------ Listed records ------
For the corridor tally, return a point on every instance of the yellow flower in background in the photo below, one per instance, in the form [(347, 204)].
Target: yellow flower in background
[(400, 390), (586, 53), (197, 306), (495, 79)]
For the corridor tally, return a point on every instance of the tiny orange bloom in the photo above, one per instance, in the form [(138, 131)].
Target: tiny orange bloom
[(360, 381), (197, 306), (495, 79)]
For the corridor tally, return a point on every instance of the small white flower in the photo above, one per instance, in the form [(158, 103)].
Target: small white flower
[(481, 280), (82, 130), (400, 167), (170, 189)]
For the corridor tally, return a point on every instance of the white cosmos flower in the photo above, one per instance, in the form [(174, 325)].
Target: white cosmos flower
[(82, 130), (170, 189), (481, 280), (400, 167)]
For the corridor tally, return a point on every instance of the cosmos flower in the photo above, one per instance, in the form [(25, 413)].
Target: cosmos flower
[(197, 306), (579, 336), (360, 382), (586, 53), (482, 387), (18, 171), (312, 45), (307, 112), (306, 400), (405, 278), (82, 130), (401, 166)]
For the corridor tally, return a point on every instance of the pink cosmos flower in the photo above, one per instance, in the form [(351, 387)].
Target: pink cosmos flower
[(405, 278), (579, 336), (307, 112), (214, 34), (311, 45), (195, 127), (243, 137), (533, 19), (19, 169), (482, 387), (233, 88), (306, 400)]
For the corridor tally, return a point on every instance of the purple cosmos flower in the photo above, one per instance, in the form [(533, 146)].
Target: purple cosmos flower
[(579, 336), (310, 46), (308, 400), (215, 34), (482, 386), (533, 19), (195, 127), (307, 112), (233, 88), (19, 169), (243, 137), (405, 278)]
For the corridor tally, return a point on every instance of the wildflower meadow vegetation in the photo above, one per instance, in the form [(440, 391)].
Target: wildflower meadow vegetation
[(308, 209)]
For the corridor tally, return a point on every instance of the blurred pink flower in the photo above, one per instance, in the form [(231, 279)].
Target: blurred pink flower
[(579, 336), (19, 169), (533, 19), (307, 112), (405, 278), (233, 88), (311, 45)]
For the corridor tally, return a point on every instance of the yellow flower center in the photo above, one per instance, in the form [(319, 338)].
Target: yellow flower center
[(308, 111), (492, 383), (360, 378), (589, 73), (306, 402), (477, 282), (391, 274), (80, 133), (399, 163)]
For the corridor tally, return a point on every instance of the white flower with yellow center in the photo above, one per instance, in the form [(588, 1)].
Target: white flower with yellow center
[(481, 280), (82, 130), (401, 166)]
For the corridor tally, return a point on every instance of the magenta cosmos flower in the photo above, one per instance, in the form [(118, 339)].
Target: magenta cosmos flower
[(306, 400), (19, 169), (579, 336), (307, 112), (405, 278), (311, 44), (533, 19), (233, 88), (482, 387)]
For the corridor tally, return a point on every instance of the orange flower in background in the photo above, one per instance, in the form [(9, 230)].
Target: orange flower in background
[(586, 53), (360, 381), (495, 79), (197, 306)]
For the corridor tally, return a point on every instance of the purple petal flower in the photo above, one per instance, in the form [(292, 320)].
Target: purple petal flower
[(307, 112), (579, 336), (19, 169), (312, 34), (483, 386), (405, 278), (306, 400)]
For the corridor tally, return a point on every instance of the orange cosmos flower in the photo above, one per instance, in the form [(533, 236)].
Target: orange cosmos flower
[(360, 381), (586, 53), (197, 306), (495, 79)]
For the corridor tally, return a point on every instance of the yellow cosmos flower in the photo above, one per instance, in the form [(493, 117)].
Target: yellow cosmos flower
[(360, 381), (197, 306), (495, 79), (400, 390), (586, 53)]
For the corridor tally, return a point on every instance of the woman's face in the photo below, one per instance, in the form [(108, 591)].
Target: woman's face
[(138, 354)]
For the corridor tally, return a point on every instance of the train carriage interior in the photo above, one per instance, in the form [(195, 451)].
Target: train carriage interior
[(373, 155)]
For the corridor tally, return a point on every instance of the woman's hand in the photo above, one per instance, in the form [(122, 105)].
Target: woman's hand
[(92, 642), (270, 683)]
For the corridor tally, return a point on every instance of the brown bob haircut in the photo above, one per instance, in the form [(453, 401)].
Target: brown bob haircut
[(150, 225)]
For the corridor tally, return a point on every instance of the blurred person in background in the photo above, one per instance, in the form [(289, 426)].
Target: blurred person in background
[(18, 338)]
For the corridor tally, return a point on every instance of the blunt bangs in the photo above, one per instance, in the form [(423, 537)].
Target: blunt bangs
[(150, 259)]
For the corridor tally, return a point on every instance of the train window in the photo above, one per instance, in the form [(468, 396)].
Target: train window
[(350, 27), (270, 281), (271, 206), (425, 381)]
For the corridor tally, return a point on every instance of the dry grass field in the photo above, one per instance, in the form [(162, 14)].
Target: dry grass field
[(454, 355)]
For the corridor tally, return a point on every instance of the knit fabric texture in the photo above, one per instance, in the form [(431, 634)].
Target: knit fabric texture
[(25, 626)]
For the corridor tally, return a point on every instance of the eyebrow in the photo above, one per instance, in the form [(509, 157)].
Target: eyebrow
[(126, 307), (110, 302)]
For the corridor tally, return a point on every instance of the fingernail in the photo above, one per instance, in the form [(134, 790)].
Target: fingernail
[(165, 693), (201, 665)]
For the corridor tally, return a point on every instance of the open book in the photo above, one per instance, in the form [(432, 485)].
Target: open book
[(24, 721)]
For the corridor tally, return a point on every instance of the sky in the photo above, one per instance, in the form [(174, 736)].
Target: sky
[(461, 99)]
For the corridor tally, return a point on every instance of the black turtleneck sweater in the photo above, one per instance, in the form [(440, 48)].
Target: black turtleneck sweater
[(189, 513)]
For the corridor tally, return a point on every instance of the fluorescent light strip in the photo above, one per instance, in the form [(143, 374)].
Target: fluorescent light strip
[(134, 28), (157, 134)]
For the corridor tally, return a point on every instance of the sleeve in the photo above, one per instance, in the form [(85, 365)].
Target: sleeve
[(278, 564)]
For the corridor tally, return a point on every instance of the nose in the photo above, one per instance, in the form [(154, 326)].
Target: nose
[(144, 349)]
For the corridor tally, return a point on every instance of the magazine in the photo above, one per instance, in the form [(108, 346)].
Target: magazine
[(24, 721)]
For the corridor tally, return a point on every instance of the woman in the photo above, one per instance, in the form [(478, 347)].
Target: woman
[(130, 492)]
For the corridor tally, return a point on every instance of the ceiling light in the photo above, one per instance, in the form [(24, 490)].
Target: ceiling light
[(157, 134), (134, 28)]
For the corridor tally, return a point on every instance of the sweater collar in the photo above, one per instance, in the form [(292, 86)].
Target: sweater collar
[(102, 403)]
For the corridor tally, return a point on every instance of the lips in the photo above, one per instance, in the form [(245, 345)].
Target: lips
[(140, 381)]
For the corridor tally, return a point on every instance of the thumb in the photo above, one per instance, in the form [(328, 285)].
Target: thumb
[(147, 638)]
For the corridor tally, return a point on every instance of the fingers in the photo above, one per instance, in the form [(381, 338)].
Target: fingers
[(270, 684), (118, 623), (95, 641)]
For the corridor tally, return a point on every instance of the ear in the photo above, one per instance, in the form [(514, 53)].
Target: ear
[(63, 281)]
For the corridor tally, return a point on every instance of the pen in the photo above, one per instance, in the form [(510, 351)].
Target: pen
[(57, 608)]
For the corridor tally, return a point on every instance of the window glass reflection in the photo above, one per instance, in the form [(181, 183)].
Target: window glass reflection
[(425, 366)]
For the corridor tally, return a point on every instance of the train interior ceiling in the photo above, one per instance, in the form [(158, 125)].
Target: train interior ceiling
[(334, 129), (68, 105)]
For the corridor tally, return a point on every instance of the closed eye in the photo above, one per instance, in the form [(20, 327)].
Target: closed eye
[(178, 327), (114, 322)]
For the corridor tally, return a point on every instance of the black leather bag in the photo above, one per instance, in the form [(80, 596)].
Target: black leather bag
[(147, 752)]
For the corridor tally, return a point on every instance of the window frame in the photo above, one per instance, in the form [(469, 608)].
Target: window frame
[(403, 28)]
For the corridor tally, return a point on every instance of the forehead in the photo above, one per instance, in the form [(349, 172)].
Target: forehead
------
> **To be done**: Turn the material above, from the line containing "form [(351, 387)]." through the line containing "[(481, 280), (82, 130), (401, 166)]", into a numbered list with blank lines omitted.

> **Response**:
1. For the corridor tally, return a point on every instance of the pink cosmos flower in the photo above, one per instance, in the form [(351, 387)].
2. Target: pink cosmos flower
3. [(405, 278), (579, 336), (307, 112), (214, 34), (311, 45), (195, 127), (243, 137), (533, 19), (19, 169), (482, 387), (233, 88), (306, 400)]
4. For the corridor tally, return a point on every instance of the purple cosmos flower in the photo above, one per instance, in the form [(533, 146)].
5. Target: purple cosmos flower
6. [(579, 336), (310, 46), (308, 400), (215, 34), (482, 386), (533, 19), (195, 127), (307, 112), (233, 88), (19, 169), (243, 137), (405, 278)]
7. For the corridor tally, return a point on every instance of the wildflower meadow vegetation in the photo above, one per instance, in the form [(440, 391)].
8. Target: wildflower meadow vegetation
9. [(308, 209)]
10. For the corridor tally, return a point on every instance of the blurred pink flower in the photo above, one per instance, in the form [(231, 279)].
11. Target: blurred pink flower
12. [(579, 336), (19, 169), (533, 19), (307, 112), (405, 278), (233, 88), (311, 45)]
13. For the corridor tally, return a point on every instance of the yellow flower center in the photo above, one per instance, in the form [(319, 338)].
14. Target: yellow flower center
15. [(308, 111), (492, 383), (360, 378), (589, 73), (306, 402), (477, 282), (391, 274), (80, 133), (399, 163)]
16. For the corridor tally, return a point on every instance of the white flower with yellow center in the photo above, one per instance, in the form [(588, 1)].
17. Target: white flower with yellow center
18. [(481, 280), (82, 130), (401, 166)]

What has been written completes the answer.